** QUOTED PASSAGE follows **

Key Takeaways:
- DeepSeek V4 2-bit quantized version runs within 90 GB of VRAM
- Apple hardware hit 35 tokens per second vs 7 on AMD in Buterin's tests
- Buterin tied local AI to private RPC reads and ZK-based LLM payments
Key Takeaways:

Vitalik Buterin said DeepSeek V4's local AI advances can strengthen Ethereum's privacy infrastructure, linking the model's 2-bit quantized build to private RPC access and zero-knowledge payments.
"There's actually a lot of intersection between 'CROPS Ethereum access layer' and 'CROPS AI,'" Buterin, co-founder of Ethereum, said in a May 28 post detailing his local LLM testing.
Buterin said the 2-bit quantized DeepSeek V4 runs within about 90 GB of VRAM, reaching roughly 35 tokens per second on Apple hardware but only about 7 tokens per second on AMD GPUs — a gap he framed as the difference between genuine CROPS AI and systems described only as decentralized AI. The DeepSeek V4 Pro model uses a mixture-of-experts architecture with 1.6 trillion total parameters and 49 billion active parameters, supporting a 1-million-token context window.
The intersection matters because Ethereum users still leak sensitive metadata when querying wallets and contracts through public RPC endpoints. Private RPC reads and ZK-based payment layers for remote LLM calls could let users and AI agents interact with Ethereum without exposing identity or usage data to infrastructure providers.
Buterin also highlighted application-specific finetuned models as a key piece of the privacy and security roadmap. He cited Mistral's Leanstral, which he said reaches about 38 tokens per second on AMD hardware using under 70 GB of VRAM. "Things like this are a huge boon for writing more secure code," Buterin said, adding that the Ethereum ecosystem "should have models fine-tuned for Ethereum-related use cases" to help developers spot flaws in smart contracts and protocol code before mainnet deployment.

** End of QUOTED PASSAGE **
** DATA EXTRACTS follows **

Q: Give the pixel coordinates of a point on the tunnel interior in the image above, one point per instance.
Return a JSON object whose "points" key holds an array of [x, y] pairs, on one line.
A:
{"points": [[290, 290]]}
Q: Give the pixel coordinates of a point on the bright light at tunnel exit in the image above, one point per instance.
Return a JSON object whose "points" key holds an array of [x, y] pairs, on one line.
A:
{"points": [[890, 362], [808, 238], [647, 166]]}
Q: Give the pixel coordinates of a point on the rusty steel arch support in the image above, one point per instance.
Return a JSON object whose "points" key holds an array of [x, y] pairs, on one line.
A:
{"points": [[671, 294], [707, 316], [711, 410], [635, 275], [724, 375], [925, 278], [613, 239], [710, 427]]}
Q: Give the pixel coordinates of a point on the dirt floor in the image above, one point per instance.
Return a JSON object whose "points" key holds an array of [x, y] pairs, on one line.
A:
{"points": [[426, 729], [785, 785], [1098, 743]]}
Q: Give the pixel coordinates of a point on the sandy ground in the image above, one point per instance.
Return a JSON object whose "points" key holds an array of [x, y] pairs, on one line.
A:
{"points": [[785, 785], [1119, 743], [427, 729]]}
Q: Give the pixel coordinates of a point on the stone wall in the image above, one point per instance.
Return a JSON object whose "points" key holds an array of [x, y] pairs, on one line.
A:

** End of DATA EXTRACTS **

[YOUR TASKS]:
A. What context window does the DeepSeek V4 Pro model support, according to the article on Buterin's local AI testing?
B. Recast the paragraph of the Buterin article that begins "Buterin also highlighted application-specific" as a short bulleted list that keeps its main facts.
C. List every tokens-per-second figure the Buterin article reports, each with its model and hardware.
The records have no connection to the text.

[ANSWERS TO THE EXERCISE]:
A. A 1-million-token context window.

B.
- Buterin called application-specific finetuned models a key part of the privacy and security roadmap.
- He cited Mistral's Leanstral, which he said reaches about 38 tokens per second on AMD hardware with under 70 GB of VRAM.
- He said such models are "a huge boon for writing more secure code."
- He said the Ethereum ecosystem should have models fine-tuned for Ethereum-related use cases.
- Such models would help developers find flaws in smart contracts and protocol code before mainnet deployment.

C.
- About 35 tokens per second: 2-bit quantized DeepSeek V4 on Apple hardware
- About 7 tokens per second: 2-bit quantized DeepSeek V4 on AMD GPUs
- About 38 tokens per second: Mistral's Leanstral on AMD hardware